**** Text shown ****
Masayo Isurugi settles into a booth on the sixth floor of a sleek Tokyo building, scans an ID card and waits for an automated system to deliver her late husband’s ashes.
More and more people in Japan are breaking with traditions on burial and mourning, swapping hometown graveyards for modern takes on cemeteries.
As the 60-year-old waits in one of 10 mourning booths on the floor, cranes behind the walls move almost silently and retrieve the zushi box with the urn containing her late husband Go’s ashes.
Photo: AFP
Chic wooden doors inside the booth quietly part like an elevator at a luxurious hotel and a gleaming, dark-stone altar emerges with Go’s zushi box as its centerpiece, while a photo of him appears on a monitor.
“Initially, I thought maybe these facilities might feel cold and that I might prefer a traditional grave on soil,” Isurugi said.
“Now I feel it’s better to have a place where I can visit whenever I want and offer prayers, rather than having a family grave that I could rarely visit.”
Photo: AFP
Her family considered a traditional cemetery, but it was a two-hour train ride away. The Kuramae-ryoen facility is only brief bus ride from Isurugi’s house and she can visit after work.
Traditionally in Japan, cremated remains are placed in family tombs used over many generations and tended by the family’s eldest sons.
But Japan’s disproportionately graying population makes for an imbalance between the number of new graves needing tending and the young people willing and able to do it.
Photo: AFP
Families are increasingly moving to urban areas far from ancestral graveyards, and many elderly don’t have sons who can take on the traditional responsibility.
‘A NEW STYLE’
Tomohiro Hirose, resident monk at the temple that supervises the Kuramae-ryoen facility, has a traditional cemetery with some 300 graves.
Photo: AFP
“But about half of the graves no longer have anyone in the family to look after them,” he said.
To address the problem, a crop of modern, indoor cemetery facilities have emerged, offering to store remains for a set period, often up to three decades.
The ashes are eventually transferred to collective memorials, but individual names or QR codes are engraved on plaques to provide some personalization, and monks pledge to continue offering prayers for the souls of the departed.
**** Extracted information ****
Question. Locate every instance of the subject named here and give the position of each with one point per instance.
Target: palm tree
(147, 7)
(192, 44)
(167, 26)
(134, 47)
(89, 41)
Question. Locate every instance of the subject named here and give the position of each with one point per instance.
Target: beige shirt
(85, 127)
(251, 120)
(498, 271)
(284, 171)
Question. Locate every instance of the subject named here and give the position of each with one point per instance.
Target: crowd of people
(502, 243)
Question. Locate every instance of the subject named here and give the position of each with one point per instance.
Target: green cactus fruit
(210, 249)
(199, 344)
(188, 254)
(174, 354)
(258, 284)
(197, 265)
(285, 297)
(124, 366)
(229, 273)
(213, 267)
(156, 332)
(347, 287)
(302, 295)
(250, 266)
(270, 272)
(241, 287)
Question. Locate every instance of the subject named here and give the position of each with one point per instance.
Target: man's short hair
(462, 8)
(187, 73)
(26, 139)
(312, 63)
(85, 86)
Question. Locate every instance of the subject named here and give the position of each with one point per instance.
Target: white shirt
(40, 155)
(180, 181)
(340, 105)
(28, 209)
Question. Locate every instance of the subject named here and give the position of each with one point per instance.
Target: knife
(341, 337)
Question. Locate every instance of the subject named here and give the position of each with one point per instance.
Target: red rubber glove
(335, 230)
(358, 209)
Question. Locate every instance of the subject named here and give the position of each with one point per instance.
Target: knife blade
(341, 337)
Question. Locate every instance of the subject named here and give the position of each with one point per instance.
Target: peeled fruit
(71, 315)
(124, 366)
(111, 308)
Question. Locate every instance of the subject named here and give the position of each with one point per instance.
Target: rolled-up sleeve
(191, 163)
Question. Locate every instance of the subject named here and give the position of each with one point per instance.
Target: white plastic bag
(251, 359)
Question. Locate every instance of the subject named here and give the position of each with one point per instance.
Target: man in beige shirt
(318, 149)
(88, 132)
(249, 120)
****
→ **Requirement 1**
According to the article, how far away was the traditional cemetery Isurugi's family considered?
→ **Requirement 2**
Gather each line of the listing that contains the string "shirt".
The article and the listing are unrelated pieces of material.

→ **Exercise answer 1**
It was a two-hour train ride away.

→ **Exercise answer 2**
Target: beige shirt
Target: white shirt
Target: man in beige shirt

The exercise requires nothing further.